- _Extract to read_:
======
I can still remember with perfect clarity the day in eighth grade when a boy walked up to me at my locker and said, “Hey cutie.” I was sweaty, having just come from gym class, and I was only at my locker to buy some time before I had to go to math class where the teacher hated me and the numbers didn’t make any sense. But there was a boy standing next to me and he called me cute and I had no idea what to say. But I didn’t have to say anything, because the girl he was with just laughed, a cut off cackle into the oversized purse she was fishing through. I turned back to my locker, not saying a word because I was out of my depth and trying to ignore the world.
Either ignorant to the fact that I was still within earshot or apathetic about the whole situation, the girl pressed the boy for answers. “Why would you say that?”
“Fat chicks need love too.” The words were mocking, insincere, and they burned through my body like a poison. I didn't ask for this; I was just standing at my locker. I was standing at my locker so that I didn’t have to go to a class where the teacher lied to my mother about me and made me feel inadequate on a daily basis. I was standing at my locker because all I could think about was that my dad was in the hospital for the third time in two years and he was probably in surgery by now. I was standing at my locker because I had just come from gym class and I didn’t know if I could take another day of the teacher ignoring how the athletic girls mistreated the rest of us. But now I was standing at my locker because some fourteen year old angel of the fucking lord had decided to grace me with his all-inclusive love.
Quietly, I closed my locker door and sped down the hall to my math class. I had a test to take, a test that I knew I wasn’t going to be ready for because my mind was completely blank. I thought of nothing as I pushed my way into the classroom, trying to inconspicuously wipe tears from my eyes. But I was still burning inside and now the fire was pushing out, leaking from me, clawing its way out of my eyes so that it could glow on the surface of my face. I wasn’t fooling anyone.
======
- _Stored data_:
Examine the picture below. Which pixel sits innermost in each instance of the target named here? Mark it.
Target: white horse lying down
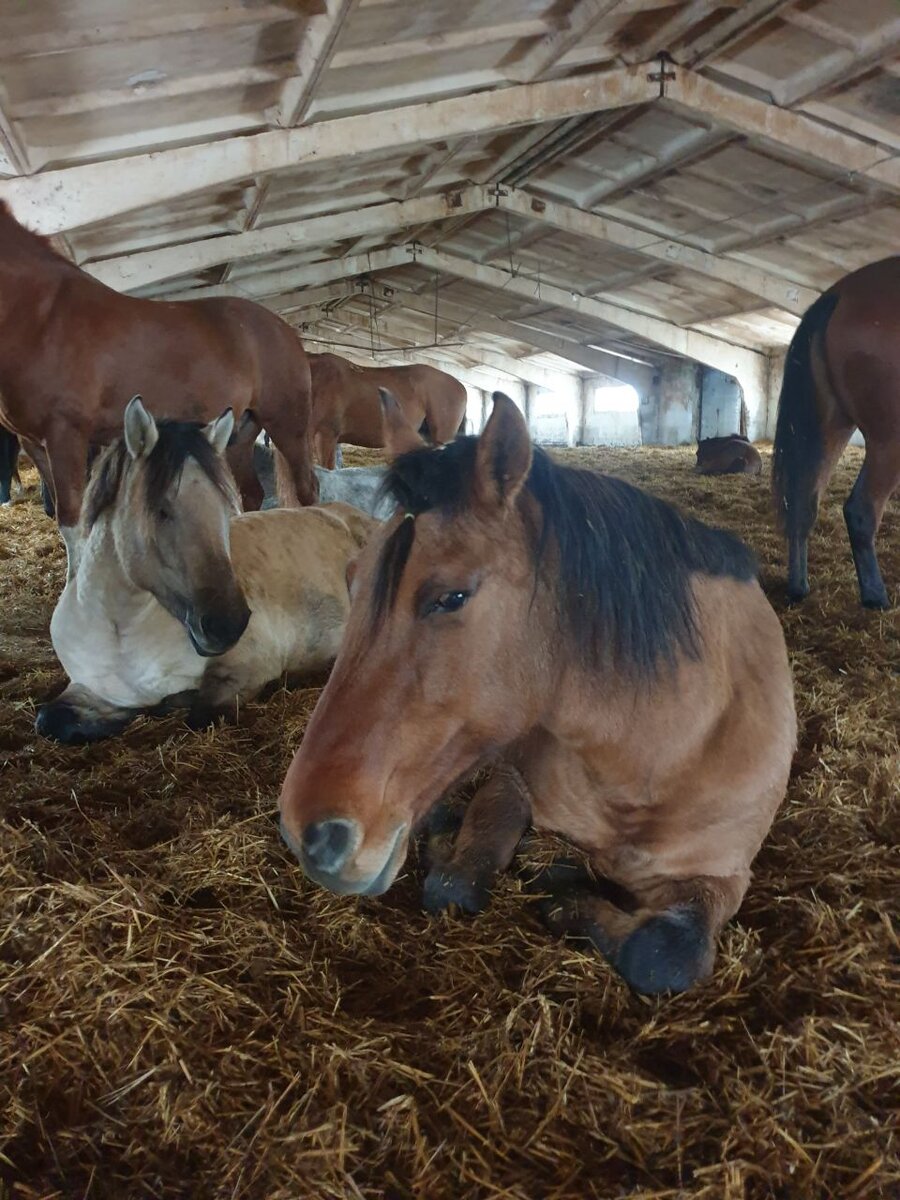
======
- _Questions to answer_:
A – According to the locker story, where was the narrator's dad on the day of the locker incident?
B – Echo the locker story word for word, starting at "I can still" and ending at "ignore the world.".

- _Outputs by task_:
A – He was in the hospital for the third time in two years.

B –
I can still remember with perfect clarity the day in eighth grade when a boy walked up to me at my locker and said, “Hey cutie.” I was sweaty, having just come from gym class, and I was only at my locker to buy some time before I had to go to math class where the teacher hated me and the numbers didn’t make any sense. But there was a boy standing next to me and he called me cute and I had no idea what to say. But I didn’t have to say anything, because the girl he was with just laughed, a cut off cackle into the oversized purse she was fishing through. I turned back to my locker, not saying a word because I was out of my depth and trying to ignore the world.